> [Your goal]:
Copy exactly the lines from the one containing "Target: floor lamp" through the last line of the records, both included, and nothing more.

Data to use below:

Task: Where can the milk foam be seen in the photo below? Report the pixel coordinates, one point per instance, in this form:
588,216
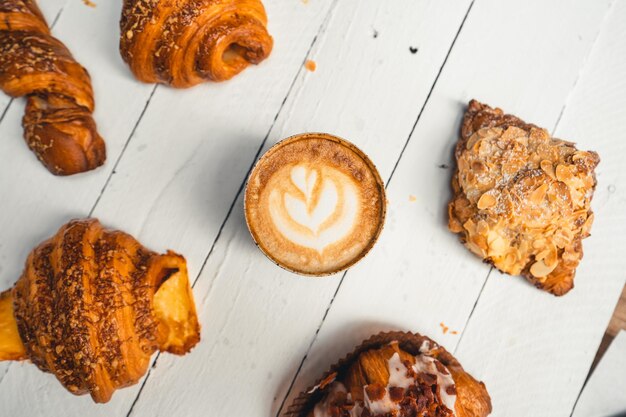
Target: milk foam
320,210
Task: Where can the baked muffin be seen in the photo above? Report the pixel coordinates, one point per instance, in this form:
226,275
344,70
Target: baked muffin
395,375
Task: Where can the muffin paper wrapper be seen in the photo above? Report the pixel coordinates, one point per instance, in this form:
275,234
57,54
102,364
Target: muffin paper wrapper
408,341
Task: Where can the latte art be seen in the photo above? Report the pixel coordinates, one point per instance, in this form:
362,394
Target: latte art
314,204
321,211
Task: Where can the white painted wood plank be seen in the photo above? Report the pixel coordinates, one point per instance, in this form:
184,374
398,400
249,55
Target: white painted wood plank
227,121
258,319
604,393
534,350
34,203
24,220
51,10
190,154
421,275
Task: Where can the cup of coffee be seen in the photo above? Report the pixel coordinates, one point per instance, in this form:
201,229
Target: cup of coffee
315,204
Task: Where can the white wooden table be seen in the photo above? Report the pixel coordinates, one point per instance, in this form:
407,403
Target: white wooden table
177,161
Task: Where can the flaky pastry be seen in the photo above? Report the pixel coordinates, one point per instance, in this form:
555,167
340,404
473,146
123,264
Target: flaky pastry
58,122
186,43
522,198
93,305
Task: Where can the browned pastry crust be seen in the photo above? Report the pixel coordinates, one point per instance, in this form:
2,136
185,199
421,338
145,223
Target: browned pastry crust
185,43
522,198
93,305
58,123
366,370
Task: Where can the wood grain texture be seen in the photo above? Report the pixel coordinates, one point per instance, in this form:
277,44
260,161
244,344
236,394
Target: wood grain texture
262,319
538,345
617,324
386,73
603,394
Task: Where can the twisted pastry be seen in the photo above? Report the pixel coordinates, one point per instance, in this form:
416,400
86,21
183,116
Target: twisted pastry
93,305
395,374
184,43
58,123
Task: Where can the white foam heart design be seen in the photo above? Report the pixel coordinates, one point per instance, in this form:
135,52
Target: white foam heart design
303,212
325,193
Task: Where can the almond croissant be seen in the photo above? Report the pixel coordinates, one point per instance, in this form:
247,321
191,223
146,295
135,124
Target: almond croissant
521,197
58,123
395,375
184,43
93,305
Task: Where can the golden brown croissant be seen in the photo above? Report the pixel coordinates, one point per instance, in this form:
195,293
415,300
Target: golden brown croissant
93,305
58,123
522,198
183,43
395,375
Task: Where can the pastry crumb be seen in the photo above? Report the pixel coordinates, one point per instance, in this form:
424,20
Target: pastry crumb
310,65
445,329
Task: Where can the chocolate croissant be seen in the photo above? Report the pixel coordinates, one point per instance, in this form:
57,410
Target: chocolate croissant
58,123
93,305
185,43
522,198
395,375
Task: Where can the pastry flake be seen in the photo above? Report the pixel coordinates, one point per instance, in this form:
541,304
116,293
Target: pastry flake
58,123
93,305
186,43
521,198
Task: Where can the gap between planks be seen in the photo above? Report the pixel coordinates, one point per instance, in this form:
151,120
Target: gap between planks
4,112
445,60
320,32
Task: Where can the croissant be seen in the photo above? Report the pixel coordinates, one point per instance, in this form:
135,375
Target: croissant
522,198
58,122
93,305
185,43
395,374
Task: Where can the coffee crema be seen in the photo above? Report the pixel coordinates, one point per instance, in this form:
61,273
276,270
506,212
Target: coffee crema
315,204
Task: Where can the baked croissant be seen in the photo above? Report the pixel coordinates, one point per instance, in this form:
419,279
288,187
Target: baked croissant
93,305
395,375
185,43
58,123
522,198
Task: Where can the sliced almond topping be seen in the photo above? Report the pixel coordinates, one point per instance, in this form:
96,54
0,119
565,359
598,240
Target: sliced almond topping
486,201
539,269
563,173
539,194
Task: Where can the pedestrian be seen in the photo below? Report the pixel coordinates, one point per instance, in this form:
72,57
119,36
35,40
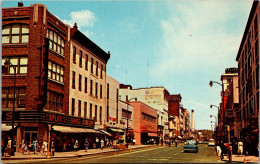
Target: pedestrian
134,141
35,145
219,152
97,142
86,144
76,145
240,148
52,147
102,144
45,147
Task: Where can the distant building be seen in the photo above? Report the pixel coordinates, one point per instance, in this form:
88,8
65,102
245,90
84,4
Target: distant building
145,123
248,71
155,97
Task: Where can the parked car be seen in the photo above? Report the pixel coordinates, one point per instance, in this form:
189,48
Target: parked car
211,142
191,146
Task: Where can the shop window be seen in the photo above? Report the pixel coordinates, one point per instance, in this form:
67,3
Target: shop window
15,33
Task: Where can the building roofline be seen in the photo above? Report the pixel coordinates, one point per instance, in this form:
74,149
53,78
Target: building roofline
253,9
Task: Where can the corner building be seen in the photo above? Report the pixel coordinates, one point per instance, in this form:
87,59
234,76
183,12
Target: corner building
248,71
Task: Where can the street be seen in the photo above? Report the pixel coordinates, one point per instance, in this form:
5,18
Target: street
154,155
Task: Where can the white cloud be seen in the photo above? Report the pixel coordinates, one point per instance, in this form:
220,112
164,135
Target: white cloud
84,19
197,37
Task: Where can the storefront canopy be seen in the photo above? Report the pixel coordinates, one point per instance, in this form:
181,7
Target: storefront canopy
117,130
152,134
4,127
106,133
66,129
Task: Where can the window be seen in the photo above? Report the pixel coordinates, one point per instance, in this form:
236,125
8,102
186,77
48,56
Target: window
56,42
90,111
107,113
74,55
55,72
107,91
97,68
85,109
80,77
79,109
20,64
101,92
73,107
73,79
8,97
54,101
92,63
101,72
80,58
100,115
95,113
91,87
86,62
86,84
15,33
96,89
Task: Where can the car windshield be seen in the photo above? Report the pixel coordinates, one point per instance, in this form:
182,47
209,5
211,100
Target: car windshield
190,143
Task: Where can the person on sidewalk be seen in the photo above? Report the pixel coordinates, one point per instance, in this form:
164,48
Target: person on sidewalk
86,144
219,152
240,148
45,147
52,147
102,144
35,145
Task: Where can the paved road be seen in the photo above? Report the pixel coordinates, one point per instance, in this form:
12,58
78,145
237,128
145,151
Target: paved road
156,155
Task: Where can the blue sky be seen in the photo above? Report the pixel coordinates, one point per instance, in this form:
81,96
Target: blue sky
180,45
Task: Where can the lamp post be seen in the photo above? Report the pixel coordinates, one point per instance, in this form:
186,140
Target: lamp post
6,65
126,136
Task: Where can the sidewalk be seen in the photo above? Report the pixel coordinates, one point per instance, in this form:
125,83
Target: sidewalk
75,153
240,159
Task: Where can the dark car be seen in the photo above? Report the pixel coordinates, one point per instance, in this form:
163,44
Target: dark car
191,146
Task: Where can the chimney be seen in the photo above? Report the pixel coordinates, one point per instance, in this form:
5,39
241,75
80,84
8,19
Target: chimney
20,4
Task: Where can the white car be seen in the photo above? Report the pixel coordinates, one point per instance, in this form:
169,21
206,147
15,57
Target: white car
211,142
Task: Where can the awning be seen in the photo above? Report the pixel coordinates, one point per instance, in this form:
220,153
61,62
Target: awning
67,129
103,131
4,127
152,134
117,130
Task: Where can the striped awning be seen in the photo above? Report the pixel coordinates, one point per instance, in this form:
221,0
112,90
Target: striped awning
67,129
5,128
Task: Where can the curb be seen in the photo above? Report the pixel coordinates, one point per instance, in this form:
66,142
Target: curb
78,155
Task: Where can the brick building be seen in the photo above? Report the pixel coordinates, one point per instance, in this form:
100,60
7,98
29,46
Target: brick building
248,70
37,45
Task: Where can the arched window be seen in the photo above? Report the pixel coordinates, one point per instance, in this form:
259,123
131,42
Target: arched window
15,33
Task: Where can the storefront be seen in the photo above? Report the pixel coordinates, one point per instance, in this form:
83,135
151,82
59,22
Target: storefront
65,130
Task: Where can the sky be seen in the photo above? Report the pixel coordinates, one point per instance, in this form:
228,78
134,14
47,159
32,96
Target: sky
180,45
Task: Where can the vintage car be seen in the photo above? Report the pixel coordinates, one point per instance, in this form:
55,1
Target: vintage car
191,146
211,142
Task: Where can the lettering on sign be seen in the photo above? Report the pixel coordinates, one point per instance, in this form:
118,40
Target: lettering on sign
55,118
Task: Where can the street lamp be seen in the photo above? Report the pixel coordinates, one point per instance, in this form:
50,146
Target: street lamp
126,136
6,65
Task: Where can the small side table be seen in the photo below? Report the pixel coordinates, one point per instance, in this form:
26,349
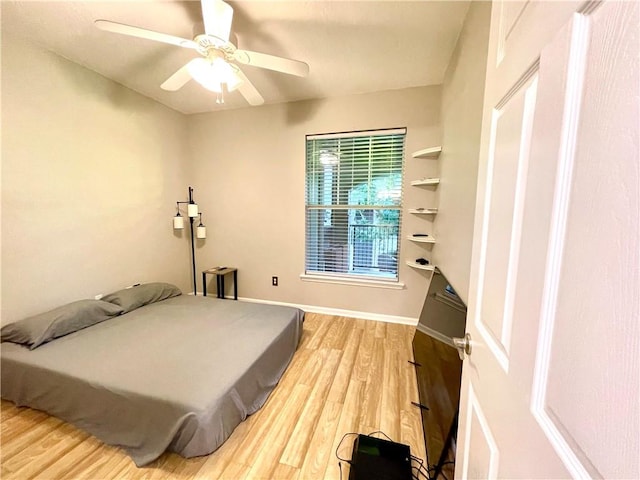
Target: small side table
220,272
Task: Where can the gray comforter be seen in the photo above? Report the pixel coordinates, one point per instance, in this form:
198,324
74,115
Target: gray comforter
179,374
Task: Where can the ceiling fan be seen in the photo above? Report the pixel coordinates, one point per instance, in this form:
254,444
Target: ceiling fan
216,68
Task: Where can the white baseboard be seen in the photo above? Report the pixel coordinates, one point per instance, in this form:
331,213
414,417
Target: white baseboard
339,312
435,334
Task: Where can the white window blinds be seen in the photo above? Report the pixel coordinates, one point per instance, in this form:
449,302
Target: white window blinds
354,203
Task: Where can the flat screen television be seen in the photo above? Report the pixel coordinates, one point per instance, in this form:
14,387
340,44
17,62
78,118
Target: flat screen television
439,371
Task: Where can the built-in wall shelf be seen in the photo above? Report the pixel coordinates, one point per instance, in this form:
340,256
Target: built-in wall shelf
423,211
419,266
428,239
432,152
426,181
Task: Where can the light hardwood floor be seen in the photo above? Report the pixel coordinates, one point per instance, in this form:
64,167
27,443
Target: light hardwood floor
348,375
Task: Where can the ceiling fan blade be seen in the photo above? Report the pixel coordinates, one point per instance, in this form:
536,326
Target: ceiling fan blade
248,91
178,79
217,16
144,33
271,62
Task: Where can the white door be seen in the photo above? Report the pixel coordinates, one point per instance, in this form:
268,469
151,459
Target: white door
551,387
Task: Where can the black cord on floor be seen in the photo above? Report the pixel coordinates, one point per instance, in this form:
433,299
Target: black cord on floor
421,469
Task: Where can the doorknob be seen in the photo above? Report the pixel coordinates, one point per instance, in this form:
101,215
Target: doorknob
463,345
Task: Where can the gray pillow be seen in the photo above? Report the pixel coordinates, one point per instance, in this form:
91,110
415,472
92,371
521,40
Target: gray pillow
42,328
140,295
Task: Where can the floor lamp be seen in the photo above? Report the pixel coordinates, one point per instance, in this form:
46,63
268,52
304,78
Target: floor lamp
201,230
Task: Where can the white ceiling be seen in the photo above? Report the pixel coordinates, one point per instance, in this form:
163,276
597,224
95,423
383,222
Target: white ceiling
351,46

End of Data to use.

> [Written solution]:
Target: floor lamp
201,230
Task: Where can the white ceiling be seen in the photo above? Report the pixel coordinates, one point per instance, in this form:
163,276
597,224
95,423
383,222
Target: white ceiling
351,46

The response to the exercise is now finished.